#### What to work on
Start with the first line of the material. Repeat each line exactly through the one that contains "Point out the small".

#### Listed records
· · · ·

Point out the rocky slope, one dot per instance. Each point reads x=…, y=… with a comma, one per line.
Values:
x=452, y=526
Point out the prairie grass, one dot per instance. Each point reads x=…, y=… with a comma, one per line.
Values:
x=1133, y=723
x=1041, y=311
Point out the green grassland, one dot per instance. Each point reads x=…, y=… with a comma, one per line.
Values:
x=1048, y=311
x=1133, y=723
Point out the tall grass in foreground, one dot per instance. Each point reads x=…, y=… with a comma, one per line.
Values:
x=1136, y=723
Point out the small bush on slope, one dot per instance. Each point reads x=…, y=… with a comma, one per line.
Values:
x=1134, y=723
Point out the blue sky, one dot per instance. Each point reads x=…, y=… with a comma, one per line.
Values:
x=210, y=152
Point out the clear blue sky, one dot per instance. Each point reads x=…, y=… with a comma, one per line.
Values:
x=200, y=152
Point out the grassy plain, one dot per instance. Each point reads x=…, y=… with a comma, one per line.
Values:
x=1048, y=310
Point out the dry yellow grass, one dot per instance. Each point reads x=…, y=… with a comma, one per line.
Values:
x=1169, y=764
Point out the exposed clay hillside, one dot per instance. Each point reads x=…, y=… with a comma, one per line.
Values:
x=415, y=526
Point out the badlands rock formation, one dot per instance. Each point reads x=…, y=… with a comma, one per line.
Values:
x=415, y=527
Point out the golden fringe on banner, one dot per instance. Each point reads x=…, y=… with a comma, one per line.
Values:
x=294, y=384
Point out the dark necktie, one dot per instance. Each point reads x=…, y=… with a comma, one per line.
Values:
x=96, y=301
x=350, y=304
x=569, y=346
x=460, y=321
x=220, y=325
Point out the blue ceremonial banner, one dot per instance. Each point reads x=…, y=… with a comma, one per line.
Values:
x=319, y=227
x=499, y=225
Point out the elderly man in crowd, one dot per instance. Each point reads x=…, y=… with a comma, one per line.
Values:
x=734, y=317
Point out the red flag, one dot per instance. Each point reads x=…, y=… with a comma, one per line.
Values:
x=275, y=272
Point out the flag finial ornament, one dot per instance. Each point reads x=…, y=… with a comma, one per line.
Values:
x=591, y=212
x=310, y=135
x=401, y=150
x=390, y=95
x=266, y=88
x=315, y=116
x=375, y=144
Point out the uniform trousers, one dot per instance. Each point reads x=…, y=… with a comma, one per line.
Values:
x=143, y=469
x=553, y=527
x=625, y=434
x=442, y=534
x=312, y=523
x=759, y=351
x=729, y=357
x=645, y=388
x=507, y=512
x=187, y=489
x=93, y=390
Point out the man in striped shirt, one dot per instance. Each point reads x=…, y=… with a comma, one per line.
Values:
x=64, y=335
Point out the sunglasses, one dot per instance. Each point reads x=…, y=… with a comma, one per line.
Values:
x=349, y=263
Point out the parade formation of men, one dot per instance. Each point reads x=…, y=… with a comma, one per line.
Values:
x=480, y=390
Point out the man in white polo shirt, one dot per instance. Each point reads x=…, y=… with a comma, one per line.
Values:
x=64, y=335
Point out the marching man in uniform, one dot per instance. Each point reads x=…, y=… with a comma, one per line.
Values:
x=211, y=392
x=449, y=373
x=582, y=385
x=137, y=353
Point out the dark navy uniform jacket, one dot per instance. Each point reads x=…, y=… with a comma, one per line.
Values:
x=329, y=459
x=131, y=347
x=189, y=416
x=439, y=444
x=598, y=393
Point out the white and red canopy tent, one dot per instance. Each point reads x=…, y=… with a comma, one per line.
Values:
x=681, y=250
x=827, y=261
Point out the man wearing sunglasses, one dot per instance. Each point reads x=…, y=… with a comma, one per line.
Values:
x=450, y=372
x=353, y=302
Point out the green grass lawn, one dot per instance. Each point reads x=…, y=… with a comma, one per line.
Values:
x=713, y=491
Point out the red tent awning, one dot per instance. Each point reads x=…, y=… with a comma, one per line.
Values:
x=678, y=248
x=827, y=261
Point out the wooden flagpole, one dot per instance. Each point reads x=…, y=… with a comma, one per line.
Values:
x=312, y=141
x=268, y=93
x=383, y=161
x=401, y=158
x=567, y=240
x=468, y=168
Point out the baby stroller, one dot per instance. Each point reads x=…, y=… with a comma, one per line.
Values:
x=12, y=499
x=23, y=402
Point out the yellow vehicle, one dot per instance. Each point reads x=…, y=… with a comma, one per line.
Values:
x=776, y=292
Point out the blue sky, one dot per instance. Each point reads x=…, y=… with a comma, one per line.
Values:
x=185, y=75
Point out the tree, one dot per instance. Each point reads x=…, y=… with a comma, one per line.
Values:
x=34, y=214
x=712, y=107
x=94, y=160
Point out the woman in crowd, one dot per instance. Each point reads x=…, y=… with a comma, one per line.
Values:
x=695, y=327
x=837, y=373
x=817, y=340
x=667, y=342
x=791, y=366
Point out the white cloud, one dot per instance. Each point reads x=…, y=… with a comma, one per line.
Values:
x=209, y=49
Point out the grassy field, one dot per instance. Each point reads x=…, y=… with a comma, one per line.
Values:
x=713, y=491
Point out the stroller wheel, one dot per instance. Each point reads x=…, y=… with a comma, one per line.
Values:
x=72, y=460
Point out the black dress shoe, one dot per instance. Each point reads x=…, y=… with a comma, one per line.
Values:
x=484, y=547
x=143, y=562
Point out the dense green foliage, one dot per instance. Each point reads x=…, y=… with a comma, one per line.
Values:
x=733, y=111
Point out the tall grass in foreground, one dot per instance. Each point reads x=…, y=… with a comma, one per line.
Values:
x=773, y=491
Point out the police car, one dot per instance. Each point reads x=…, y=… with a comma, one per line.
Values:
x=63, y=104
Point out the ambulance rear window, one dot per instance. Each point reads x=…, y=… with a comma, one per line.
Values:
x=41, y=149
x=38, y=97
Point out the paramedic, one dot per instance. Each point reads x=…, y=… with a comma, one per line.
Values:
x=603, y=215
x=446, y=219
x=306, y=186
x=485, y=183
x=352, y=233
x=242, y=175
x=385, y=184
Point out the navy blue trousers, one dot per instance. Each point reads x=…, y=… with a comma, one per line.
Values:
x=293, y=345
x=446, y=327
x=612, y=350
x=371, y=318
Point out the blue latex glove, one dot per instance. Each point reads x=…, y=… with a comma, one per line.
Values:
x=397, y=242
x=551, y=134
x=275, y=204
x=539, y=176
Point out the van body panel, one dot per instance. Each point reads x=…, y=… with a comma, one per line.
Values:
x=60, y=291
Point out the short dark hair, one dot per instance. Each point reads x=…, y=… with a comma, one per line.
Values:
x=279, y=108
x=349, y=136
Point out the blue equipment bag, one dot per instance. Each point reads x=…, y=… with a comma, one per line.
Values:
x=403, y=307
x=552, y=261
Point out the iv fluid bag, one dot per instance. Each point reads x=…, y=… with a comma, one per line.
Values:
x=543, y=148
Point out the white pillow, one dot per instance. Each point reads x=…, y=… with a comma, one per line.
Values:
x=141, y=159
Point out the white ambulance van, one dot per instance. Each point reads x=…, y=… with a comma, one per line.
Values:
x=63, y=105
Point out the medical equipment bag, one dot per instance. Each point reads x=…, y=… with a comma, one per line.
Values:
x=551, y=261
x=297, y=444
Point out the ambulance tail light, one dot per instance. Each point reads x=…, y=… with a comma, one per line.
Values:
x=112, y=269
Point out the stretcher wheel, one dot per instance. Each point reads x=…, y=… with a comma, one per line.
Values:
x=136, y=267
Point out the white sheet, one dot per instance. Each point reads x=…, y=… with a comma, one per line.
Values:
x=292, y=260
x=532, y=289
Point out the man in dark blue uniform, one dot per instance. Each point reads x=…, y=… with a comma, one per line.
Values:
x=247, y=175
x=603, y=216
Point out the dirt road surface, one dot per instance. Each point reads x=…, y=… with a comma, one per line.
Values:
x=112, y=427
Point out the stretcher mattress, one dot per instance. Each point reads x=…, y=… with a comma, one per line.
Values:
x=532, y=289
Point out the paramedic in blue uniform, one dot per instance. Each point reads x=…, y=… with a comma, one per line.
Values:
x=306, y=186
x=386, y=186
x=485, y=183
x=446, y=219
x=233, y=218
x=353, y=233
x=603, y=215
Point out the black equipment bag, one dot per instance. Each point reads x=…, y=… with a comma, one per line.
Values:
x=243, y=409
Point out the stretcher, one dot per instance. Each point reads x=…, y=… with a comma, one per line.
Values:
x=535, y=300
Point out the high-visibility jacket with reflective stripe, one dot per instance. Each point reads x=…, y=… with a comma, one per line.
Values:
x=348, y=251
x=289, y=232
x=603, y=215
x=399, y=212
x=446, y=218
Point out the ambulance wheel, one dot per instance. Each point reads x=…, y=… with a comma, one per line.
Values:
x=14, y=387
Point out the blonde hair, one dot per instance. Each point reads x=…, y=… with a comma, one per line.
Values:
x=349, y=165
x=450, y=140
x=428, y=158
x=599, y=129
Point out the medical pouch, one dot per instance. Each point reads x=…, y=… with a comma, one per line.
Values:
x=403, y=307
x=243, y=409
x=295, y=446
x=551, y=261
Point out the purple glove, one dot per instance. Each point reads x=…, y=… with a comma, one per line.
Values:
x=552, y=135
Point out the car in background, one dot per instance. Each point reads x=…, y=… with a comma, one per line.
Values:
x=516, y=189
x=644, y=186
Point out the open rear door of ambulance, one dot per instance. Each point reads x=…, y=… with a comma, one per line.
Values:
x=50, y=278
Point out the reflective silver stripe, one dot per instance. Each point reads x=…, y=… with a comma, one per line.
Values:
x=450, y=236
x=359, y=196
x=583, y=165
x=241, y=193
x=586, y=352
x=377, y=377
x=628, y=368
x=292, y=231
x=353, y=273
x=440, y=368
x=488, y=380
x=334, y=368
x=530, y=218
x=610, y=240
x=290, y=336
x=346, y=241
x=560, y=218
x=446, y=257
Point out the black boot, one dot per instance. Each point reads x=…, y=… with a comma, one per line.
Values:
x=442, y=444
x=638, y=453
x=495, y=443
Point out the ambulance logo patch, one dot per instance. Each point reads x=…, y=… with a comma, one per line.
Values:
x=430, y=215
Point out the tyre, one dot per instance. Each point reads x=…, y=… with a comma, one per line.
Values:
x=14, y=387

· · · ·

#### The answer
Point out the rocky slope, one dot per instance. Each point reads x=…, y=… with a comma, one per line.
Values:
x=452, y=526
Point out the prairie grass, one dot per instance. Each point reads x=…, y=… with a comma, one per line.
Values:
x=1133, y=723
x=1041, y=311
Point out the green grassland, one dot per instance. Each point reads x=…, y=… with a comma, one per line.
Values:
x=1048, y=311
x=1133, y=723
Point out the tall grass in foreground, one dot per instance. Each point reads x=…, y=… with a comma, one per line.
Values:
x=1136, y=723
Point out the small bush on slope, one dot per instance. Each point reads x=…, y=… with a comma, one per line.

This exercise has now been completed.